Actions to take:
**A.** Check the following statements against the report on Anita Alvarez's collapse. For each one, answer yes or no and quote the words from the report that settle it.
(i) The team's update on the incident appeared on Instagram on Thursday.
(ii) The team's statement says Alvarez will compete in the free team final on Friday.
(iii) Fuentes told Marca she went into the water herself because the lifeguards were not doing so.
**B.** Please carry on the report on Anita Alvarez's collapse, starting after its final sentence.

Passage for review:

The 25-year-old synchronized swimmer completed her routine in the solo free final on Wednesday before she reportedly lost consciousness and sunk to the bottom. Team USA’s head coach, Andrea Fuentes, stated that the pool’s lifeguards weren’t acting fast enough, and Fuentes dove into the pool and pulled Alvarez up to the surface.

On Thursday, the team posted an update on Instagram, addressing the incident.

“Watching yesterday’s medical emergency of our 2x Olympian Anita Alvarez was heartbreaking for our community. Anita gave an exceptional solo performance and has competed brilliantly in four preliminary and three final competitions across six days of the 2022 Fina World Championship event,” the statement read.

“Anita has been evaluated by medical staff and will continue to be monitored. She is already feeling much better and using today to rest. Whether or not she will compete in the free team final on Friday, June 24th will be determined by Anita and expert medical staff,” it concluded.

Fuentes spoke to Spain’s Marca newspaper following the incident, saying, “It was a big scare. I had to jump in because the lifeguards weren’t doing it.”

“I said things weren’t right, I was shouting at the lifeguards to get into the water, but they didn’t catch what I said or they didn’t understand,” Fuentes said, according to the outlet. “I went as quickly as I could, as if it were an Olympic final.”

Fuentes put out a statement on Wednesday night, reassuring fans that “Anita is okay.”

Data for analysis:
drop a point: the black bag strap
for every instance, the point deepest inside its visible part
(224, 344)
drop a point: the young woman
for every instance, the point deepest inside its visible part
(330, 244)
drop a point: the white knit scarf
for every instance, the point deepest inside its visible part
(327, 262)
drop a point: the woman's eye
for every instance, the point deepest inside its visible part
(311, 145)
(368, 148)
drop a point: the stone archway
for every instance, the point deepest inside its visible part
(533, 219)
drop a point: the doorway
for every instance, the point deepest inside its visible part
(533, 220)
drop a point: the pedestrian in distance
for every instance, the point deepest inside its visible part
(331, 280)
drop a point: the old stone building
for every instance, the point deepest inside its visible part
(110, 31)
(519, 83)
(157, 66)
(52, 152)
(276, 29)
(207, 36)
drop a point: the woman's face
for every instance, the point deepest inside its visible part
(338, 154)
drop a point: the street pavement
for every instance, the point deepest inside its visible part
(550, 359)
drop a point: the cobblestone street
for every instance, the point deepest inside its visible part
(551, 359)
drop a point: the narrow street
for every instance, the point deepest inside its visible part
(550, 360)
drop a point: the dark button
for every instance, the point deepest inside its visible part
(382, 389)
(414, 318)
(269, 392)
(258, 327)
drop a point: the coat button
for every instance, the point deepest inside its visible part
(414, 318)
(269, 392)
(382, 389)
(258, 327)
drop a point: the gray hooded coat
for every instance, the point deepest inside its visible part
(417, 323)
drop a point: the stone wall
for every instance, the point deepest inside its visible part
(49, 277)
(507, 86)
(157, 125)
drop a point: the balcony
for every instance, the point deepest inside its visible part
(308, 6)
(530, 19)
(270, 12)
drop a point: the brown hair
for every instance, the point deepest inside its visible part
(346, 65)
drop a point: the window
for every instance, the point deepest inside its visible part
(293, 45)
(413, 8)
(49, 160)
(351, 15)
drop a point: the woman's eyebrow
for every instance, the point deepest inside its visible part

Results for each task:
**A.**
(i) Yes: "On Thursday, the team posted an update on Instagram, addressing the incident."
(ii) No: "Whether or not she will compete in the free team final on Friday, June 24th will be determined by Anita and expert medical staff"
(iii) Yes: "I had to jump in because the lifeguards weren’t doing it."

**B.**
“We sometimes forget that this happens in other high-endurance sports,” Fuentes said in an earlier Instagram post. “Marathon, cycling, cross country… we all have seen images where some athletes don’t make it to the finish line and others help them to get there. Our sport is no different than others, just in a pool, we push through limits and sometimes we find them.

“Anita feels good now and the doctors also say she is okay,” she added, saying that Alvarez will decide whether or not to swim in the free team finals on Friday.

According to The Washington Post, Alvarez has fainted once before in the water. In Barcelona last year, Alvarez lost consciousness during an Olympics qualifying event, prompting her coach to dive in and pull her from the water.

Alvarez competed in the 2016 Rio de Janeiro Games and at the Tokyo Games in 2021 and has been swimming artistically since she was 5 years old.

Newsweek reached out to Team USA Artistic Swimming for comment.